▶ _Your instructions_: Using the lines below, work out the count of those that hold "left". Give the number only.

Collected data entries
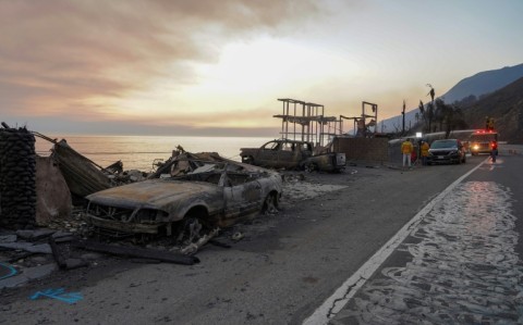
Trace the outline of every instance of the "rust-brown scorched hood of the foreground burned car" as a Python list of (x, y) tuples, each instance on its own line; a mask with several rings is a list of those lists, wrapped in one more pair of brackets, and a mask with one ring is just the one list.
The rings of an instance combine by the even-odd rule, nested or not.
[(172, 204), (194, 193), (216, 195), (220, 187), (204, 182), (180, 182), (172, 179), (149, 179), (101, 190), (86, 197), (87, 200), (112, 207), (135, 208)]

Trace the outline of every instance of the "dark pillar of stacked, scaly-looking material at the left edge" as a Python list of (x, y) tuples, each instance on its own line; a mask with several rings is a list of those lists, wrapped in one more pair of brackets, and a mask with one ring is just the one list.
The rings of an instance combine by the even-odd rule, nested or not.
[(29, 229), (35, 225), (35, 137), (25, 127), (0, 128), (0, 226)]

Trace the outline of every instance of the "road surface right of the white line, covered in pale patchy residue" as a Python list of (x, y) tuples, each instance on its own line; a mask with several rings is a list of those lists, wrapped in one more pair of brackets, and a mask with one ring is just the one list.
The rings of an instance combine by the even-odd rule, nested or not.
[(503, 149), (423, 212), (329, 324), (523, 323), (523, 157)]

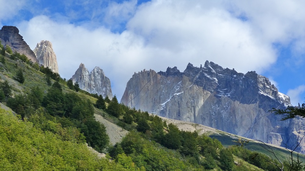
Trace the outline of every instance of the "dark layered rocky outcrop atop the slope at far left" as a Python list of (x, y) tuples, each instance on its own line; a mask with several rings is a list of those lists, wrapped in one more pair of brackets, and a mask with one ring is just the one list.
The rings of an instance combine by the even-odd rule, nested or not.
[(11, 49), (20, 54), (25, 54), (27, 58), (33, 62), (38, 62), (34, 52), (29, 45), (23, 40), (23, 37), (19, 34), (19, 30), (15, 26), (3, 26), (0, 30), (0, 40), (3, 45), (9, 45)]

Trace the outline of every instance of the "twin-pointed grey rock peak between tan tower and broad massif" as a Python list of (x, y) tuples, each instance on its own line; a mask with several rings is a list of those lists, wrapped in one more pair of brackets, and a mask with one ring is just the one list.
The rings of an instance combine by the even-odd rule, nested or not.
[(72, 76), (73, 82), (78, 82), (80, 89), (89, 93), (101, 94), (103, 97), (112, 98), (110, 79), (107, 78), (103, 70), (95, 67), (90, 73), (85, 65), (81, 63), (75, 74)]

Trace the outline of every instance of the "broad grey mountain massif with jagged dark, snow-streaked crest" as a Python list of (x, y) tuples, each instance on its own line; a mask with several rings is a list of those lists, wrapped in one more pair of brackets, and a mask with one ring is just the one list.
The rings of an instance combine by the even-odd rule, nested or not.
[[(268, 78), (209, 61), (199, 68), (189, 63), (184, 72), (168, 67), (166, 72), (135, 73), (120, 103), (278, 146), (293, 146), (298, 132), (304, 132), (304, 120), (278, 121), (281, 117), (269, 112), (285, 109), (290, 99)], [(305, 144), (298, 150), (304, 152)]]

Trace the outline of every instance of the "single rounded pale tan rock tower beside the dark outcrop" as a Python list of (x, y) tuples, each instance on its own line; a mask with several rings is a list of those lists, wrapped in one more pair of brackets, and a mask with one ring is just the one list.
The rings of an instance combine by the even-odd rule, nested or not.
[(33, 50), (39, 64), (49, 67), (53, 72), (58, 72), (56, 54), (53, 51), (52, 43), (48, 40), (41, 40)]

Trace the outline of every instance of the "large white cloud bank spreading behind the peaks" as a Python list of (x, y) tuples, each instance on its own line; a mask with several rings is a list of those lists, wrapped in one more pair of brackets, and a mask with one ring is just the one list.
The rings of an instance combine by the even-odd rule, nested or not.
[[(303, 47), (305, 23), (297, 22), (304, 21), (305, 15), (294, 17), (303, 11), (295, 2), (285, 6), (278, 1), (276, 5), (263, 1), (249, 5), (152, 0), (136, 6), (132, 0), (110, 3), (101, 11), (94, 8), (99, 12), (95, 15), (86, 13), (92, 21), (102, 17), (98, 20), (106, 25), (126, 22), (121, 33), (113, 33), (105, 23), (90, 28), (88, 23), (72, 24), (43, 15), (18, 28), (32, 49), (41, 40), (52, 42), (62, 77), (69, 79), (81, 62), (88, 70), (99, 66), (110, 78), (113, 94), (120, 98), (133, 73), (143, 69), (165, 71), (177, 66), (183, 71), (188, 62), (200, 66), (209, 60), (238, 72), (264, 71), (277, 60), (274, 43), (291, 44), (299, 37), (298, 48)], [(287, 10), (281, 11), (284, 7)]]

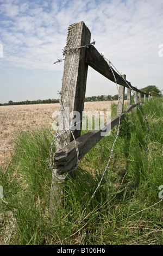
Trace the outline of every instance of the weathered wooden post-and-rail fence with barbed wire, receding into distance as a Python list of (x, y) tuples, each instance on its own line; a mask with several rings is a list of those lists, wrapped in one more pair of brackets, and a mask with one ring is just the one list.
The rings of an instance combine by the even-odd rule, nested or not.
[[(125, 118), (125, 113), (131, 111), (131, 109), (136, 107), (137, 105), (140, 105), (143, 111), (141, 94), (145, 95), (144, 99), (146, 99), (146, 95), (151, 95), (145, 92), (141, 92), (141, 90), (131, 86), (131, 83), (126, 80), (126, 75), (121, 75), (120, 72), (117, 71), (115, 66), (110, 62), (110, 60), (106, 59), (102, 54), (100, 54), (96, 50), (96, 48), (93, 46), (95, 45), (95, 40), (93, 40), (93, 42), (90, 43), (90, 35), (91, 35), (90, 31), (85, 26), (84, 22), (79, 22), (69, 26), (68, 34), (67, 34), (67, 44), (63, 50), (65, 59), (60, 59), (60, 60), (58, 59), (57, 61), (57, 62), (60, 62), (61, 60), (65, 60), (64, 75), (62, 79), (62, 89), (60, 92), (60, 112), (62, 114), (62, 119), (59, 116), (59, 129), (57, 131), (57, 136), (55, 136), (55, 139), (51, 145), (51, 154), (52, 154), (53, 143), (56, 142), (56, 152), (53, 156), (53, 168), (50, 161), (50, 166), (52, 169), (52, 193), (51, 193), (49, 208), (53, 213), (55, 213), (55, 211), (57, 210), (55, 203), (60, 202), (61, 191), (59, 188), (58, 180), (60, 181), (65, 180), (66, 176), (69, 173), (71, 173), (73, 170), (76, 170), (78, 168), (79, 160), (82, 159), (82, 157), (100, 139), (102, 139), (102, 136), (101, 136), (102, 130), (107, 129), (109, 125), (111, 126), (111, 129), (116, 125), (118, 125), (117, 135), (111, 148), (109, 161), (105, 167), (105, 170), (102, 174), (102, 178), (99, 181), (99, 184), (96, 190), (92, 194), (91, 199), (93, 198), (97, 189), (101, 185), (101, 182), (106, 170), (109, 167), (112, 152), (114, 150), (114, 145), (120, 133), (120, 123)], [(108, 63), (106, 62), (106, 60), (108, 61)], [(112, 82), (115, 82), (117, 89), (119, 84), (118, 109), (117, 109), (117, 115), (109, 121), (110, 123), (106, 121), (106, 123), (99, 126), (99, 130), (95, 131), (95, 129), (93, 129), (92, 131), (85, 133), (83, 136), (80, 136), (80, 130), (72, 131), (72, 127), (70, 127), (69, 125), (73, 119), (72, 117), (69, 118), (68, 130), (65, 130), (64, 122), (68, 119), (64, 114), (65, 114), (66, 106), (70, 107), (69, 113), (72, 111), (78, 111), (79, 113), (82, 113), (83, 111), (88, 65), (91, 66), (96, 71), (98, 71), (103, 76), (107, 77)], [(112, 66), (114, 66), (114, 68), (112, 68)], [(127, 87), (127, 90), (128, 90), (128, 94), (127, 94), (128, 108), (126, 111), (123, 111), (125, 87)], [(135, 103), (132, 105), (131, 105), (131, 91), (134, 94), (134, 101), (135, 101)], [(139, 98), (137, 97), (137, 93), (139, 93)], [(150, 97), (148, 97), (148, 100), (149, 99)], [(137, 103), (137, 100), (139, 103)], [(143, 111), (143, 114), (144, 114), (145, 120), (147, 121), (144, 111)], [(82, 120), (83, 119), (81, 119), (78, 122), (81, 124), (81, 127), (82, 127)], [(64, 123), (64, 127), (61, 126), (62, 125), (61, 122)], [(76, 125), (78, 123), (76, 123)], [(147, 121), (147, 126), (148, 126), (148, 121)], [(145, 141), (146, 153), (147, 153), (148, 133), (149, 133), (149, 126), (148, 126), (146, 141)], [(146, 158), (146, 154), (145, 154), (145, 158)], [(66, 176), (63, 175), (65, 172), (68, 172)]]

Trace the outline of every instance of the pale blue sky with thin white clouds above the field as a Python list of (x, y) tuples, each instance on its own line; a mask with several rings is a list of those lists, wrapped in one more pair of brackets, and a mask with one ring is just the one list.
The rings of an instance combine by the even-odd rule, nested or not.
[[(0, 0), (1, 103), (58, 99), (64, 62), (53, 63), (79, 21), (133, 86), (163, 89), (162, 0)], [(86, 96), (108, 94), (116, 85), (89, 67)]]

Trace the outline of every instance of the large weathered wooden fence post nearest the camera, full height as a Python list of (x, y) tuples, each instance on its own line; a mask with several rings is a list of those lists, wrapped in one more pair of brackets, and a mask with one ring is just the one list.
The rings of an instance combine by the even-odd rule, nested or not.
[[(83, 21), (70, 25), (67, 33), (66, 49), (89, 44), (90, 39), (91, 33)], [(60, 113), (62, 114), (59, 115), (58, 127), (60, 137), (56, 141), (56, 151), (73, 141), (71, 131), (67, 131), (74, 118), (71, 114), (77, 111), (80, 114), (80, 120), (82, 120), (88, 68), (85, 63), (85, 54), (86, 47), (65, 51), (64, 74), (60, 93)], [(66, 121), (68, 121), (68, 127)], [(79, 125), (82, 127), (82, 123)], [(67, 132), (62, 135), (64, 131)], [(80, 137), (80, 131), (80, 129), (73, 131), (74, 138)], [(62, 175), (57, 173), (57, 169), (53, 169), (49, 203), (49, 210), (53, 216), (61, 206), (59, 182), (62, 181), (60, 181), (60, 178), (62, 178)]]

▶ _Written solution_: 2